**Work to do**
1. In the memory lab solutions, what range of tensor sizes does the first task suggest allocating?
2. Translate this sentence from the memory lab solutions into Spanish: "This notebook contains solutions to the exercises in the Memory Architecture Lab."
— START Text to read —
# Lab 1.1.2: Memory Architecture Lab - SOLUTIONS

This notebook contains solutions to the exercises in the Memory Architecture Lab.

---

## Try It Yourself #1 Solution

**Task:** Try allocating larger tensors (60-100 GB). What's the maximum you can allocate?

In [None]:
import torch
import gc
import time

def clear_memory():
    gc.collect()
    if torch.cuda.is_available():
        torch.cuda.empty_cache()
        torch.cuda.reset_peak_memory_stats()

def allocate_tensor_gb(size_gb: float, dtype=torch.float32):
    bytes_per_element = torch.tensor([], dtype=dtype).element_size()
    num_elements = int(size_gb * 1e9 / bytes_per_element)
    
    start_time = time.time()
    tensor = torch.empty(num_elements, dtype=dtype, device='cuda')
    torch.cuda.synchronize()
— END Text to read —
— START Provided material —
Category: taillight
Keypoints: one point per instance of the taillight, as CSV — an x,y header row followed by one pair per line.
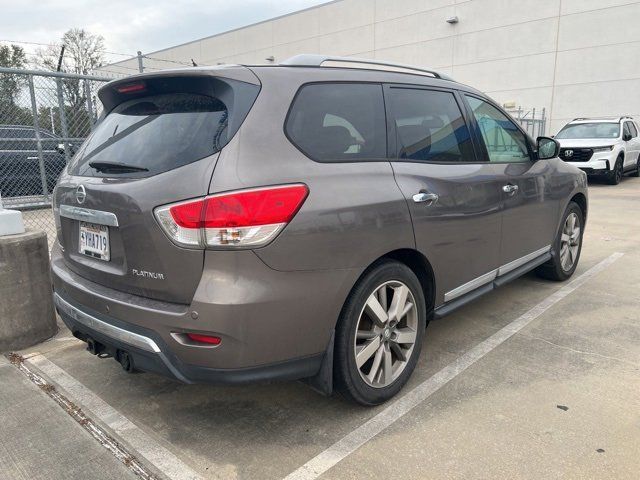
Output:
x,y
208,339
245,218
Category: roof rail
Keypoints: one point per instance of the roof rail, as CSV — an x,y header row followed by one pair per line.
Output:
x,y
308,60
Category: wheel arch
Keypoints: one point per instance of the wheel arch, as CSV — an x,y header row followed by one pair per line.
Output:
x,y
581,199
418,264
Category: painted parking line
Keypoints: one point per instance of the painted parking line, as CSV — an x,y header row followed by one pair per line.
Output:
x,y
142,444
398,408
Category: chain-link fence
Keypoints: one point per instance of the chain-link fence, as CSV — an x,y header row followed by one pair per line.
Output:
x,y
534,122
44,117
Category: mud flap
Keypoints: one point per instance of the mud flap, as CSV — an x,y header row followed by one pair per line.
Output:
x,y
322,382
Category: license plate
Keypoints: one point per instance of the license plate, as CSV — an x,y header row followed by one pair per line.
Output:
x,y
94,241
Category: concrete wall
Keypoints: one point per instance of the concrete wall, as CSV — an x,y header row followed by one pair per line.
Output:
x,y
572,57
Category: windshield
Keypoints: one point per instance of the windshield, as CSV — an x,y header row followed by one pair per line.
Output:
x,y
156,133
590,130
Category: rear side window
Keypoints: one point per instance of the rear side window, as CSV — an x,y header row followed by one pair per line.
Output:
x,y
504,141
631,129
162,131
334,122
429,126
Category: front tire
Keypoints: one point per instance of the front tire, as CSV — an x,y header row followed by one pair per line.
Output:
x,y
566,247
615,176
636,172
379,334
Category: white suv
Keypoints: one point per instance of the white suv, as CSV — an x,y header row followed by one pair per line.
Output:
x,y
602,146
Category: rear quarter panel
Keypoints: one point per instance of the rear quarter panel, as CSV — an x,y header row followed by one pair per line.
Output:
x,y
355,212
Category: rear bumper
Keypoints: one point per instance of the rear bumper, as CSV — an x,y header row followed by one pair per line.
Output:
x,y
274,325
148,352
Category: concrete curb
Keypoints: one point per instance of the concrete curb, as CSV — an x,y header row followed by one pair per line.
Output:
x,y
27,316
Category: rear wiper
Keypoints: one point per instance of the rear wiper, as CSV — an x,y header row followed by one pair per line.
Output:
x,y
116,167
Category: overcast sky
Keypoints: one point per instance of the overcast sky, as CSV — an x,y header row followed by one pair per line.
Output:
x,y
131,25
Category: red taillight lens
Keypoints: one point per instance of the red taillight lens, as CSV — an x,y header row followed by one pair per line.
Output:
x,y
208,339
188,215
254,207
243,218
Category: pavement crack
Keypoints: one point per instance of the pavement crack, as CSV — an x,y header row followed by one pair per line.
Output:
— END Provided material —
**Answer set**
1. 60 to 100 GB.

2. Este cuaderno contiene las soluciones a los ejercicios del Memory Architecture Lab.